■ **REQUIREMENTS**:
Repeat all of the following entries verbatim, line by line and in their original order.

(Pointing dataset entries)
━━━━━━━━━━

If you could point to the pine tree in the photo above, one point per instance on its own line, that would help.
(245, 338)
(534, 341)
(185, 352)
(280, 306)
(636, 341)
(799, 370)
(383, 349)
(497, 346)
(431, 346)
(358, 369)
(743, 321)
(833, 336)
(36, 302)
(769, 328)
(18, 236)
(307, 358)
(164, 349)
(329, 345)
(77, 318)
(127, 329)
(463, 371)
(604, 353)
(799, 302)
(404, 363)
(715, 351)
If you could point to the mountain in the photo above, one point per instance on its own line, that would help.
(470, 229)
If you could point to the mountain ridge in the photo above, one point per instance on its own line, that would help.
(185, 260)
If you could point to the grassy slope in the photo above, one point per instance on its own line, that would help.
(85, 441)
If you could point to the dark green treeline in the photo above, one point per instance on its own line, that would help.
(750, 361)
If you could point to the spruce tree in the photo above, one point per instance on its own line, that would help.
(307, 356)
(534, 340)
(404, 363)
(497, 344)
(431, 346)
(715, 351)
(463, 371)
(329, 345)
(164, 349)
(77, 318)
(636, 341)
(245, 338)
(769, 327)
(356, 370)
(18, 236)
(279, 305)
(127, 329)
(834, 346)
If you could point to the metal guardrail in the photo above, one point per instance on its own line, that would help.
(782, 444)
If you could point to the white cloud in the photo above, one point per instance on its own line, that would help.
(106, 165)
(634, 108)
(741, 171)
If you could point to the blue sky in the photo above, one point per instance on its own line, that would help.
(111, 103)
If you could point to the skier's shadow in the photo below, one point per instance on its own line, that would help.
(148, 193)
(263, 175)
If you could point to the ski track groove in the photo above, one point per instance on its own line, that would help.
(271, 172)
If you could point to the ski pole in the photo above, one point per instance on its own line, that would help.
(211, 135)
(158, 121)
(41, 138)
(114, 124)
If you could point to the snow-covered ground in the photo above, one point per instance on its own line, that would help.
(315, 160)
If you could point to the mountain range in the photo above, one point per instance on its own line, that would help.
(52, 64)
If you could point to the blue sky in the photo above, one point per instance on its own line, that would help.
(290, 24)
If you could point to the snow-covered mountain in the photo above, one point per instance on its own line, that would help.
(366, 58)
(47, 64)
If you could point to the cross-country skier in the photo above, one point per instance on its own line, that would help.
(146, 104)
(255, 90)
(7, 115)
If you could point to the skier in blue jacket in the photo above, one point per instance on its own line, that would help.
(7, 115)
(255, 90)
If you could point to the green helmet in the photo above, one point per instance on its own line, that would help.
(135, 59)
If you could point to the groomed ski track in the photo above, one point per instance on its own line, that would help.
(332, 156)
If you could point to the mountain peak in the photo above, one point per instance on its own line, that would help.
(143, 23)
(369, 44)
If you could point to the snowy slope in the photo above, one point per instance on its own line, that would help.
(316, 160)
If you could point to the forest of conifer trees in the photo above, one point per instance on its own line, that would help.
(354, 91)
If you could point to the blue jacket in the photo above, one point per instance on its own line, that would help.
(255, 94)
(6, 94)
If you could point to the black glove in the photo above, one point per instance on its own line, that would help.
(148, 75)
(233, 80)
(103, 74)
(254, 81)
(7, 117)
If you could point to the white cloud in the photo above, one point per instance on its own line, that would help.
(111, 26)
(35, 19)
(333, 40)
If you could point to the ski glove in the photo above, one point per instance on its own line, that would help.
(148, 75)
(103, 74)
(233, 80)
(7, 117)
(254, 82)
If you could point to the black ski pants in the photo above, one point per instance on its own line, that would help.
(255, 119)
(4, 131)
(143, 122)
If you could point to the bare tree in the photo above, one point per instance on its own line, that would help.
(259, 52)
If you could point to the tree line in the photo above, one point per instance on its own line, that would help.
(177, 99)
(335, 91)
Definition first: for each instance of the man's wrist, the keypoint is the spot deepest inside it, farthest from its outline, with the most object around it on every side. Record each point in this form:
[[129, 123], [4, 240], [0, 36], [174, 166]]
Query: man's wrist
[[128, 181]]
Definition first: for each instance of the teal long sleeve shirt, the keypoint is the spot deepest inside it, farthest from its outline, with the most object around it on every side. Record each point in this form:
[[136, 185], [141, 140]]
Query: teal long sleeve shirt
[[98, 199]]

━━━━━━━━━━

■ **FULL RESPONSE**:
If you could point to the pine tree in the photo above, one point per instance on its own line, that would help.
(245, 338)
(534, 341)
(185, 352)
(280, 306)
(636, 341)
(799, 370)
(383, 349)
(497, 346)
(431, 346)
(358, 369)
(743, 321)
(833, 336)
(36, 302)
(769, 328)
(18, 236)
(307, 358)
(164, 349)
(329, 345)
(77, 318)
(127, 329)
(463, 371)
(604, 353)
(799, 302)
(404, 363)
(715, 351)
If you could point to the mountain in the photo above, one point per instance on its own line, that would help.
(470, 229)
If you could point to the mountain ridge in the photo above, one point per instance on its own line, that would help.
(185, 260)
If you could point to the grassy slope in the photo above, one point per instance on its own line, that would help.
(85, 441)
If you could point to the dark green treeline in the photo above, one point per instance on its own line, that would help.
(750, 361)
If you could point to the spruce tree in the photo above, one point per instance on its own line, that would help.
(307, 356)
(534, 340)
(404, 363)
(497, 344)
(431, 346)
(715, 351)
(463, 371)
(329, 345)
(164, 349)
(77, 318)
(636, 341)
(245, 338)
(769, 327)
(356, 370)
(18, 236)
(279, 305)
(127, 329)
(834, 346)
If you could point to the metal guardrail in the photo above, one point per instance on its own line, that would help.
(782, 444)
If you could point to the white cloud in the photo above, one point per instance on its own line, that would help.
(106, 165)
(634, 108)
(741, 171)
If you could point to the blue sky in the photo above, one point per instance on its own line, that would help.
(111, 103)
If you could point to the skier's shadow in the photo below, one point per instance on its own line, that would help.
(148, 193)
(263, 175)
If you could point to the ski track groove in the photo above, one point per instance on its own line, that would help.
(271, 172)
If you could point to the ski pole in the photo above, one point per instance on its own line, that would help.
(211, 135)
(158, 121)
(41, 138)
(114, 124)
If you could point to the snow-covered ground in the photo above, one point per instance on its own line, that would help.
(315, 160)
If you could point to the mountain range in the photo above, one point per instance on its own line, that would help.
(52, 64)
If you could point to the blue sky in the photo above, one point per instance on its own line, that would help.
(290, 24)
If you could point to the snow-covered mountain in the photo above, one point per instance on its own line, that would help.
(366, 58)
(47, 64)
If you could point to the cross-country skier in the photo above, one point per instance on its own line, that would help.
(146, 104)
(255, 90)
(7, 115)
If you could point to the skier in blue jacket in the photo above, one point per instance on its own line, that would help.
(7, 115)
(255, 90)
If you could point to the green helmet in the photo above, one point per instance on its own line, that would help.
(135, 59)
If you could point to the groomed ski track in the photo above, one point per instance on its own line, that would help.
(332, 156)
If you could point to the mountain peak in the photo above, one point per instance on its own line, that would help.
(143, 23)
(369, 44)
If you could point to the snowy slope in the photo above, one point per instance on its own line, that would help.
(316, 160)
If you could point to the forest of conifer trees in the photo above, one point per instance on its own line, that would help.
(354, 91)
If you could point to the blue jacket in the photo above, one point per instance on its own line, that would help.
(255, 94)
(6, 94)
If you could point to the black glove in the photo above, one point per instance on its own line, that would help.
(148, 75)
(233, 80)
(103, 74)
(254, 81)
(7, 117)
If you could point to the white cloud in the photo above, one point per instance on its own line, that would help.
(111, 26)
(35, 19)
(333, 40)
If you could point to the ski glove in the photo above, one point per instance on its own line, that would help.
(148, 75)
(103, 74)
(233, 80)
(7, 117)
(254, 82)
If you could point to the black ski pants in the photo above, one point per instance on its own line, that would help.
(255, 119)
(4, 131)
(143, 122)
If you could point to the bare tree in the photo above, one point per instance on its own line, that would help.
(259, 52)
If you could point to the tree line in the photo above, one point per instance on its own line, that would help.
(177, 99)
(335, 91)
Definition first: for each instance of the man's wrist, the keypoint is the spot deepest inside it, farthest from its outline, with the most object around it on every side. Record each point in this form:
[[129, 123], [4, 240], [0, 36], [174, 166]]
Query: man's wrist
[[128, 181]]
Definition first: for each instance of the teal long sleeve shirt, the keypoint is the spot deepest inside it, farthest from its outline, with the most object around it on every side. Record each point in this form:
[[136, 185], [141, 140]]
Query: teal long sleeve shirt
[[98, 199]]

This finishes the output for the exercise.